◆ **REQUIRED WORK**
Reproduce the lines below word for word, omitting the pictures from your answer.

[Contour labeling entries]
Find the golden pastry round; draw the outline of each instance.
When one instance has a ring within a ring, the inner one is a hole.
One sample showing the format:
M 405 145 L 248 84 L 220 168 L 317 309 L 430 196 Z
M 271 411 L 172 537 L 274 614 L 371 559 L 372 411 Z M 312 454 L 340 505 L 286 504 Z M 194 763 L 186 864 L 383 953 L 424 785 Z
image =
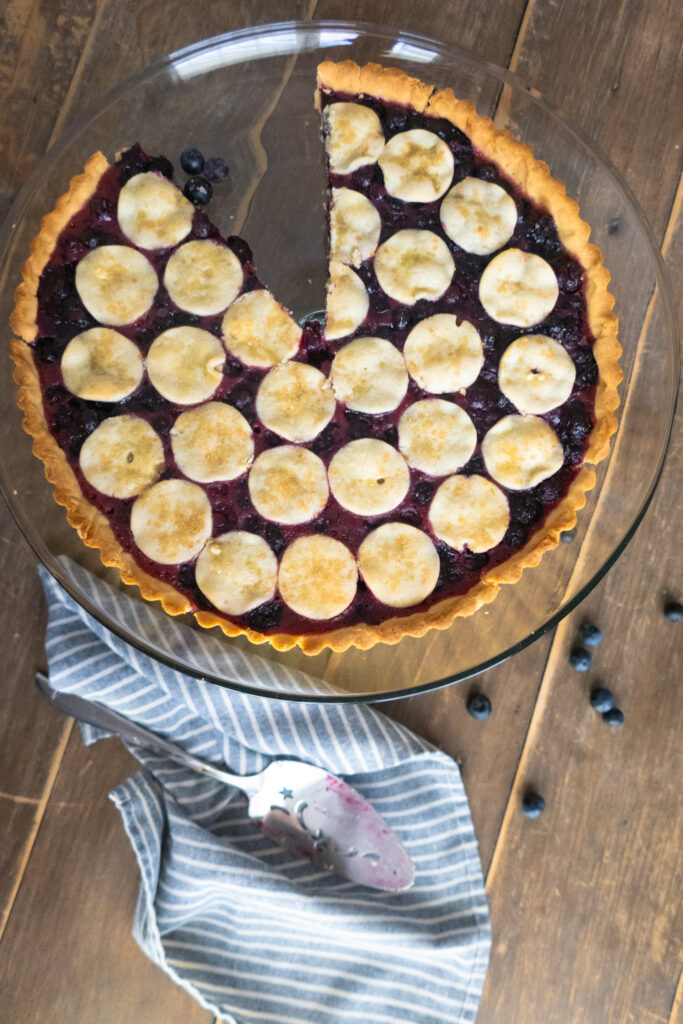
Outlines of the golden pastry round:
M 273 367 L 256 392 L 256 413 L 261 423 L 288 441 L 317 437 L 336 407 L 327 377 L 307 362 Z
M 308 449 L 281 444 L 266 449 L 249 473 L 249 495 L 264 519 L 292 525 L 308 522 L 329 498 L 325 464 Z
M 508 500 L 485 476 L 450 476 L 432 499 L 429 522 L 436 537 L 456 551 L 488 551 L 507 532 Z
M 285 550 L 278 585 L 286 604 L 305 618 L 334 618 L 355 597 L 358 572 L 348 548 L 332 537 L 300 537 Z
M 134 323 L 150 309 L 158 289 L 152 263 L 130 246 L 98 246 L 76 267 L 83 305 L 104 327 Z
M 360 575 L 382 604 L 408 608 L 429 597 L 440 570 L 436 548 L 421 529 L 387 522 L 358 548 Z
M 156 171 L 134 174 L 119 193 L 119 226 L 140 249 L 177 246 L 189 234 L 194 216 L 189 200 Z
M 403 356 L 383 338 L 355 338 L 340 348 L 330 380 L 339 400 L 358 413 L 390 413 L 408 391 Z
M 380 288 L 402 302 L 440 299 L 453 280 L 455 265 L 445 242 L 433 231 L 407 228 L 383 242 L 375 256 Z
M 511 490 L 526 490 L 564 465 L 553 428 L 540 416 L 504 416 L 485 435 L 481 454 L 494 479 Z
M 135 499 L 130 529 L 143 555 L 176 565 L 199 555 L 211 537 L 211 519 L 209 499 L 197 483 L 160 480 Z
M 476 427 L 465 410 L 443 398 L 415 401 L 398 421 L 405 462 L 430 476 L 455 473 L 469 462 L 476 442 Z
M 109 327 L 77 334 L 61 354 L 65 387 L 87 401 L 121 401 L 136 389 L 143 373 L 137 345 Z
M 249 423 L 223 401 L 181 413 L 171 427 L 171 446 L 178 469 L 198 483 L 234 480 L 254 458 Z
M 270 292 L 247 292 L 223 317 L 223 341 L 228 352 L 246 367 L 274 367 L 299 350 L 301 328 Z
M 424 391 L 450 394 L 467 388 L 483 366 L 478 331 L 453 313 L 435 313 L 413 328 L 403 346 L 411 377 Z
M 262 537 L 236 529 L 207 541 L 195 579 L 220 611 L 244 615 L 274 597 L 278 559 Z
M 225 350 L 199 327 L 172 327 L 153 341 L 147 375 L 159 393 L 178 406 L 210 398 L 223 379 Z
M 424 128 L 393 135 L 377 162 L 388 194 L 407 203 L 433 203 L 453 180 L 451 147 Z
M 178 246 L 164 273 L 176 306 L 198 316 L 222 312 L 234 302 L 243 282 L 242 263 L 232 250 L 210 239 Z
M 411 482 L 405 461 L 386 441 L 360 437 L 344 444 L 328 468 L 330 489 L 356 515 L 382 515 L 400 505 Z
M 520 413 L 548 413 L 567 400 L 577 368 L 568 352 L 545 334 L 508 345 L 498 368 L 498 384 Z
M 494 256 L 479 281 L 479 300 L 499 324 L 533 327 L 545 319 L 559 295 L 550 263 L 521 249 L 505 249 Z
M 164 447 L 140 416 L 111 416 L 83 441 L 79 464 L 88 483 L 101 494 L 133 498 L 159 477 Z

◆ **RESULT**
Find the golden pastry round; draw the outline of each instance.
When one instance has a ring within a ring, the inner one is a hole.
One sample showing the format:
M 405 145 L 248 84 L 220 168 L 317 309 L 430 196 Z
M 271 411 L 172 537 L 274 614 L 371 559 L 372 411 Z M 312 454 L 340 505 L 286 504 Z M 194 763 L 186 864 L 383 953 L 424 785 Z
image =
Outlines of the golden pastry round:
M 273 367 L 256 392 L 256 413 L 261 423 L 288 441 L 317 437 L 336 407 L 327 377 L 307 362 Z
M 308 449 L 281 444 L 266 449 L 249 473 L 249 495 L 264 519 L 292 525 L 308 522 L 329 498 L 325 464 Z
M 508 500 L 485 476 L 450 476 L 432 499 L 429 522 L 436 537 L 456 551 L 488 551 L 507 532 Z
M 285 550 L 278 585 L 286 604 L 305 618 L 334 618 L 355 597 L 358 572 L 348 548 L 332 537 L 300 537 Z
M 134 323 L 150 309 L 158 289 L 152 263 L 130 246 L 98 246 L 76 267 L 83 305 L 104 327 Z
M 360 575 L 382 604 L 408 608 L 429 597 L 440 570 L 436 548 L 421 529 L 387 522 L 358 548 Z
M 156 171 L 134 174 L 119 193 L 119 226 L 140 249 L 177 246 L 189 234 L 194 216 L 189 200 Z
M 403 356 L 383 338 L 355 338 L 340 348 L 330 380 L 339 400 L 358 413 L 390 413 L 408 391 Z
M 380 288 L 402 302 L 440 299 L 453 280 L 455 265 L 445 242 L 433 231 L 407 228 L 383 242 L 375 256 Z
M 511 490 L 526 490 L 564 465 L 553 428 L 540 416 L 504 416 L 485 435 L 481 454 L 494 479 Z
M 135 499 L 130 529 L 143 555 L 176 565 L 199 555 L 211 537 L 211 519 L 209 499 L 197 483 L 160 480 Z
M 476 427 L 465 410 L 443 398 L 415 401 L 398 421 L 405 462 L 430 476 L 455 473 L 469 462 L 476 442 Z
M 109 327 L 77 334 L 61 354 L 65 387 L 87 401 L 121 401 L 136 389 L 143 373 L 137 345 Z
M 249 423 L 223 401 L 181 413 L 171 427 L 171 446 L 178 469 L 198 483 L 234 480 L 254 458 Z
M 270 292 L 247 292 L 223 317 L 223 341 L 228 352 L 246 367 L 274 367 L 299 350 L 301 328 Z
M 424 391 L 450 394 L 467 388 L 483 366 L 478 331 L 453 313 L 435 313 L 413 328 L 403 346 L 411 377 Z
M 262 537 L 236 529 L 207 541 L 195 579 L 220 611 L 244 615 L 274 597 L 278 559 Z
M 225 350 L 199 327 L 172 327 L 153 341 L 147 375 L 159 393 L 178 406 L 210 398 L 223 379 Z
M 424 128 L 393 135 L 377 162 L 388 194 L 407 203 L 433 203 L 453 180 L 451 147 Z
M 178 246 L 164 273 L 176 306 L 198 316 L 222 312 L 234 302 L 243 282 L 242 263 L 232 250 L 210 239 Z
M 411 482 L 405 461 L 386 441 L 360 437 L 344 444 L 328 468 L 330 489 L 356 515 L 382 515 L 400 505 Z
M 520 413 L 548 413 L 567 400 L 577 368 L 568 352 L 545 334 L 508 345 L 498 368 L 498 384 Z
M 494 256 L 479 281 L 479 300 L 499 324 L 533 327 L 545 319 L 559 295 L 550 263 L 521 249 L 505 249 Z
M 164 447 L 140 416 L 111 416 L 83 441 L 79 464 L 88 483 L 101 494 L 133 498 L 159 477 Z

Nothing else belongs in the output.